* _Exercise inputs_:
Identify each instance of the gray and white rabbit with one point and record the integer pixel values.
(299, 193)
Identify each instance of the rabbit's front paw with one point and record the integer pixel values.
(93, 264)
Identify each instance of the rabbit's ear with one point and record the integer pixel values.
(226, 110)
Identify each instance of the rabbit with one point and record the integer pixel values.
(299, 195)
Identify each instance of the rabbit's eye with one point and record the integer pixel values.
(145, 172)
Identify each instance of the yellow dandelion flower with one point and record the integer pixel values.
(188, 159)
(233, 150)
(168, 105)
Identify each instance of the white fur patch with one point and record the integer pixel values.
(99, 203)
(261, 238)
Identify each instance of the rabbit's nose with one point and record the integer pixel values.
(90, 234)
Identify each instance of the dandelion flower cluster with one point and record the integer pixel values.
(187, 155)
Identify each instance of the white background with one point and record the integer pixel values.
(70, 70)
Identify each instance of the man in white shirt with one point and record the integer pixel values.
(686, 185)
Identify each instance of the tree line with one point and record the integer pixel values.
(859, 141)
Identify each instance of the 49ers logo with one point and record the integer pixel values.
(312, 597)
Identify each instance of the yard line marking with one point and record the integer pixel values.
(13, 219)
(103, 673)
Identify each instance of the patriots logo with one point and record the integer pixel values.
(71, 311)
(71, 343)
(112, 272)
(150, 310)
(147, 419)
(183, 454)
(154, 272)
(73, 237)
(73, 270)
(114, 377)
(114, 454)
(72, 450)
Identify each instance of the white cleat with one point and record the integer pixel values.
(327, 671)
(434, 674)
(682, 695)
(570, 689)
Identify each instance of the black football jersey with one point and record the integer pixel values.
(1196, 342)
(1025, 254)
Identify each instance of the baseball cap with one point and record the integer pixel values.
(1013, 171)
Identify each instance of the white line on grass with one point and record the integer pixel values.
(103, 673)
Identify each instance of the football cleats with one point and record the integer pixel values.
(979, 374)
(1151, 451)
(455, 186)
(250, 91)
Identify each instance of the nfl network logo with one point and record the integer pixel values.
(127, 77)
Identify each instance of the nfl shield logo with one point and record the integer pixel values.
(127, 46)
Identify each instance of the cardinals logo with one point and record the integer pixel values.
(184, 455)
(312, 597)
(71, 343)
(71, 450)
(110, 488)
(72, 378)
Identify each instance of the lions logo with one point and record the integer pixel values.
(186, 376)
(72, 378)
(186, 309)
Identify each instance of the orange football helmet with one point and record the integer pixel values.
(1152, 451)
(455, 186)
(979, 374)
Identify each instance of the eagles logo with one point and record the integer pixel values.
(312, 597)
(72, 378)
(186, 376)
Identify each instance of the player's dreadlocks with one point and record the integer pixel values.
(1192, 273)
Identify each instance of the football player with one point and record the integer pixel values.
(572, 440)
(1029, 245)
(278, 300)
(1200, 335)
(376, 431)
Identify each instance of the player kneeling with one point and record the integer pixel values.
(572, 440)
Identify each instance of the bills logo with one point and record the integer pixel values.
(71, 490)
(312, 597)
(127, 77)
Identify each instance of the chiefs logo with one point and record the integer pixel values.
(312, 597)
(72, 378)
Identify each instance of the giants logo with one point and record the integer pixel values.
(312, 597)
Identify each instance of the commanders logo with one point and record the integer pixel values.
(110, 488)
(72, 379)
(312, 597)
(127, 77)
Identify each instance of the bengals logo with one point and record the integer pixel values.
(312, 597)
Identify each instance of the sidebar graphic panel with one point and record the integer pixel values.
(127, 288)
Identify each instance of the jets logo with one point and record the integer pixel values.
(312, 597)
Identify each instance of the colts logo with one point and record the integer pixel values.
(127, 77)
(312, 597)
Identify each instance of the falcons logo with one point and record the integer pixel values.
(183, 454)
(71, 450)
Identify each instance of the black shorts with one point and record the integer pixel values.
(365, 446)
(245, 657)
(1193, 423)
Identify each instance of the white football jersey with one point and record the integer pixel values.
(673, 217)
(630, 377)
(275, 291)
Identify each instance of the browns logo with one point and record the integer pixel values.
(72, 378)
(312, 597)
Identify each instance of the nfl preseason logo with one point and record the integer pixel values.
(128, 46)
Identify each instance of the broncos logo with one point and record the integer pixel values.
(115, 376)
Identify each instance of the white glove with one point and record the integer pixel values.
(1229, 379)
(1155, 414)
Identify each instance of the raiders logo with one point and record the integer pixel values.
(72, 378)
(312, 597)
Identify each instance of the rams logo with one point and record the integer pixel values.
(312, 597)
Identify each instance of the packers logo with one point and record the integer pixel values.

* _Task to carry out_: Go through the records above and copy each line exactly.

* _The completed task_:
Identify each instance of the gray and white rabbit with one point and record the integer pixel values.
(299, 193)
Identify each instance of the rabbit's front paw with one point and record the integer pixel values.
(93, 264)
Identify each instance of the rabbit's ear with one point and record the integer pixel values.
(226, 110)
Identify each instance of the rabbit with one point and record the integer pixel values.
(299, 195)
Identify each instance of the rabbit's eye with one point and record the integer pixel values.
(145, 172)
Identify each instance of the yellow dandelion flower with one point and record the integer pixel values.
(188, 159)
(233, 150)
(168, 105)
Identify each instance of the white fur patch with one point and record the integer pixel values.
(99, 203)
(261, 238)
Identify each instance of the rabbit's nose with one point and record the integer pixel values.
(90, 234)
Identify each instance of the dandelion flower cluster with one point and record the integer pixel values.
(187, 155)
Identify each instance of the white background with one point and record the integer pixel values.
(70, 70)
Identify each instance of the man in white shirt with one point and record the integer pixel values.
(686, 185)
Identify each instance of the tree line with one point and record the integer pixel values.
(859, 141)
Identify each instance of the 49ers logo with one point and record the integer pixel values.
(312, 597)
Identify each instance of the yard line marking with one point and record the integer pixel values.
(13, 219)
(103, 673)
Identify each instance of the patriots logo with one point and record the integer pixel values.
(71, 311)
(71, 343)
(112, 272)
(150, 310)
(147, 419)
(183, 454)
(154, 272)
(73, 237)
(73, 270)
(114, 377)
(114, 454)
(72, 450)
Identify each instance of the white cleat with one point and record the integer pixel values.
(327, 671)
(434, 674)
(682, 695)
(570, 689)
Identify each instance of the black football jersey with one point and record the integer pixel values.
(1196, 342)
(1025, 254)
Identify each instance of the baseball cap with one point and record the integer pixel values.
(1013, 171)
Identify each instance of the white line on grass with one point and record the integer pixel values.
(103, 673)
Identify each instance of the football cleats with one point and record the integer pixel values.
(979, 374)
(1151, 451)
(455, 186)
(250, 91)
Identify each instance of the nfl network logo with one point and record the integer pixel values.
(127, 77)
Identify each instance of the nfl shield logo with one point and record the integer pixel values.
(127, 46)
Identify each instance of the cardinals logo with one point and record the integer pixel values.
(184, 455)
(312, 597)
(71, 343)
(71, 450)
(110, 488)
(72, 378)
Identify each instance of the lions logo with one point and record the integer pixel values.
(186, 376)
(72, 378)
(186, 309)
Identify each instance of the orange football helmet with one point and record the integer pixel values.
(1152, 451)
(455, 186)
(979, 374)
Identify each instance of the eagles logo with one point and record the integer pixel values.
(312, 597)
(72, 378)
(186, 376)
Identify each instance of the player's dreadlocks with one point and record the integer pixel values.
(1192, 273)
Identify each instance of the football player with one point and record the integer pixel values.
(572, 440)
(1029, 245)
(278, 300)
(1200, 335)
(376, 431)
Identify each instance of the player kneeling with one point and record the integer pixel values.
(572, 440)
Identify each instance of the bills logo with one point and record the integer pixel values.
(71, 490)
(312, 597)
(127, 77)
Identify each instance of the chiefs logo with one point and record the integer pixel values.
(312, 597)
(72, 378)
Identify each instance of the giants logo with one point and record the integer pixel values.
(312, 597)
Identify each instance of the commanders logo with one point and record the integer pixel values.
(110, 488)
(72, 379)
(312, 597)
(127, 77)
Identify each instance of the bengals logo with one point and record the integer pixel values.
(312, 597)
Identify each instance of the sidebar graphic panel with one point and record the integer pixel values.
(127, 288)
Identify each instance of the jets logo with one point and record the integer pixel values.
(312, 597)
Identify each instance of the colts logo with one point and record the integer pixel values.
(127, 77)
(312, 597)
Identify each instance of the falcons logo with one point and record the integer pixel values.
(183, 454)
(71, 450)
Identify each instance of the black shorts with one point and record the integer pixel values.
(365, 446)
(245, 657)
(1193, 423)
Identify each instance of the white football jersey with one point and record the integer pixel values.
(673, 217)
(630, 377)
(275, 291)
Identify each instance of the browns logo with one point and record the integer pixel values.
(72, 378)
(312, 597)
Identify each instance of the nfl preseason logo with one point and record the integer pixel values.
(128, 46)
Identify each instance of the broncos logo with one point and record the integer pixel values.
(115, 376)
Identify each instance of the white glove with one point and record the integer pixel values.
(1229, 379)
(1155, 414)
Identify each instance of the raiders logo with one point and record the integer pixel values.
(72, 378)
(312, 597)
Identify each instance of the rams logo with one point and record the integer pixel values.
(312, 597)
Identify each instance of the packers logo with one point and record the integer pixel values.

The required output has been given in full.